:: Text excerpt ::
/BSides-Badge-CO2-Monitor

Converting the BSides Perth 2018 badge into a CO2, temp, and humidity monitor

Primary LanguageC++

BSides Perth 2018 Badge - Environment Monitor

A portable CO2, temperature, and humidity monitor with a WiFi-enabled dashboard, data logging & CSV export using the BSides Perth 2018 badge.

This code is compatible with any ESP8266 microcontroller but some modifications will be necessary to convert it to another badge or TFT screen.

CO2 Monitor sitting outside

Features:

  • Highly accurate measurements with the SCD30 sensor
  • TFT screen showing the last 90 minutes of readings along with the most current CO2, temp, and humidity readings
  • Visual alarm (via orange LED) when CO2 measurements exceed recommended levels
  • An mDNS enabled web application with AJAX powered (auto-updating) graphs and data table
  • The last 2 hours of readings are automatically logged and can be exported as CSV
  • Uses primarily recycled goods!
  • Total cost ~$50 AUD

What to buy:

  1. Sensirion SCD30 sensor (this was the seller I used)
  2. 2x AA Battery holder w/ switch

It's assumed you have access to a small amount of copper wire, a soldering iron, and solder.

Schematic:

This schematic shows only the connections necessary to convert the BSides badge. If you are going to use this project with a different badge/TFT screen, you may need to make modifications here. That is outside of this project's scope.

Schematic

Compiling:

  1. Install PlatformIO for VSCode
  2. Clone this repository and open it in VSCode
  3. Complete the details in src/settings.h.tpl and rename the file to settings.h
    • You can set FAKE_SENSOR to true if you want to test this code without an SCD30. Note that the sample time for data logging is sped up in this mode.
  4. Build Filesystem Image and Upload Filesystem Image via the PlatformIO "Project Tasks"
:::
- **Work instructions**:
**a)** Decide whether each of the three statements below agrees with the BSides badge README. Answer yes or no for each one, and quote the exact words from the README that settle it: (i) The monitor automatically logs the last 2 hours of readings. (ii) The code works only with the BSides Perth 2018 badge. (iii) Setting FAKE_SENSOR to true slows down the sample time for data logging.
**b)** Transcribe the BSides badge README precisely, copying everything from "Converting the BSides" down to "Perth 2018 badge.".
**c)** Pick up the BSides badge README after its last line and continue writing it.
:: Entries ::
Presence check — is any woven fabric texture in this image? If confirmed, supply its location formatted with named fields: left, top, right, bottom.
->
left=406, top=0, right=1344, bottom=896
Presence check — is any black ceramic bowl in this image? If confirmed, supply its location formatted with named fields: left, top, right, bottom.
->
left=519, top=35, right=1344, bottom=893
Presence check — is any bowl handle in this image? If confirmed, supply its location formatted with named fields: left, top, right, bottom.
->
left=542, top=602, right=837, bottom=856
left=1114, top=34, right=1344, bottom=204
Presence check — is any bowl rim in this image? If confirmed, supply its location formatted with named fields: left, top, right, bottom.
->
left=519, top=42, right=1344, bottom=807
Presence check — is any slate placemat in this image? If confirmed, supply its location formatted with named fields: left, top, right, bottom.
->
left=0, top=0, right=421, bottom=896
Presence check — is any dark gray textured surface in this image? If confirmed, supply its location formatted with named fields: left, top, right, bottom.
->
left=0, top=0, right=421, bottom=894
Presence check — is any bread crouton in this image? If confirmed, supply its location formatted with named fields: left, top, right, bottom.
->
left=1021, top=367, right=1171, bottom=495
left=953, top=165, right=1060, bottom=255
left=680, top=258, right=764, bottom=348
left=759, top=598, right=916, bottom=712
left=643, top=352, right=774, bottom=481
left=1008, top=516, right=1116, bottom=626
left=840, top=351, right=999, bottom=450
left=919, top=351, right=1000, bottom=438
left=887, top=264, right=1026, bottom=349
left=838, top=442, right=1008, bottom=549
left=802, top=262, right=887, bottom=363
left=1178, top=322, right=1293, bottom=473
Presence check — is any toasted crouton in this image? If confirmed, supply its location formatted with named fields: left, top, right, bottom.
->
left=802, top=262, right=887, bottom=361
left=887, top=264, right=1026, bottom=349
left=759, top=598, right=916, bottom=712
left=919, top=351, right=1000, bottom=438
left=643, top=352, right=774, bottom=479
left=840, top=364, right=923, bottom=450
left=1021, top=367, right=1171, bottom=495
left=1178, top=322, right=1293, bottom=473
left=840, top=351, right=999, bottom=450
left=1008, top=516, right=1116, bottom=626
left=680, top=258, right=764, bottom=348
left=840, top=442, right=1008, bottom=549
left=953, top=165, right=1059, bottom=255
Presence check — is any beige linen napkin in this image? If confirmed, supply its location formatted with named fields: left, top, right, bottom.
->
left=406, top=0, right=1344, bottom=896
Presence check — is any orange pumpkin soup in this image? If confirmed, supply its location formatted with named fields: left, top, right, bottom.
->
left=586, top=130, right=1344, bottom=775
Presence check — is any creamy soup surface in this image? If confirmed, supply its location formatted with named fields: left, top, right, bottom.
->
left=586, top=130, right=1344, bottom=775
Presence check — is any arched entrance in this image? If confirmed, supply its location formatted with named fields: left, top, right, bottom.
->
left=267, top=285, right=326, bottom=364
:::
- **Written answers**:
**a)**
(i) Yes: "The last 2 hours of readings are automatically logged and can be exported as CSV"
(ii) No: "This code is compatible with any ESP8266 microcontroller"
(iii) No: "Note that the sample time for data logging is sped up in this mode."

**b)**
Converting the BSides Perth 2018 badge into a CO2, temp, and humidity monitor

Primary LanguageC++

BSides Perth 2018 Badge - Environment Monitor

A portable CO2, temperature, and humidity monitor with a WiFi-enabled dashboard, data logging & CSV export using the BSides Perth 2018 badge.

**c)**
  5. Build and upload the project to the NodeMCU board. There will be several warnings during compilation but hopefully no errors
  6. Power cycle the board to clear the TFT and ensure everything is working as expected

Recalibrating

The SCD30 comes calibrated but supports two methods of recalibration (ASC and FRC) if required. This monitor supports FRC recalibration over Wi-Fi. Visit http://<hostname>/admin to find the recalibration setting, ppm input must be between 400 and 2000.

Other notes:

  1. It works (significantly) better on 5V so you might want to use a USB battery pack (like a portable phone charger) rather than running from AA batteries.
  2. TODO: It's possible to increase the amount of data logged by improving the efficiency of the CircularBuffers. Some possible changes:
    • Do not store the UNIX timestamp in the buffer. Store the UNIX time of the first reading as a global then use the size of the CircularBuffer<uint16_t,120> co2Buffer;, adding 60 seconds for each measurement.
    • Reuse the CircularBuffer<uint16_t,120> co2Buffer; for the TFT graph.
    • Store temp and humidity as two uint8_t's (i.e. uint8 + "." + uint8) rather than 32bit floats. This reduces the precision from 6 decimal places to 2 but halves the RAM required.

Battery Life:

On typical/uninteresting Duracell AA batteries (LR6) I got 2 hours of accurate data with WiFi enabled & connected. At 2.5 hours the TFT backlight was dimming and flickering slightly and the CO2 measurements were reading a little low (100-200ppm lower) but it continued working for several hours. I suspect this is because SCD30 wants >=3.3V and that's pretty tough for two AA's. The sensor stopped reporting data just shy of 7 hours. Methods of increasing battery life:

  • Disable WiFi in the settings.
  • By default SCD30 takes measurements every 2 seconds. This is configurable up-to 30 minutes. Reduce the reading frequency and the number of refreshes of the TFT.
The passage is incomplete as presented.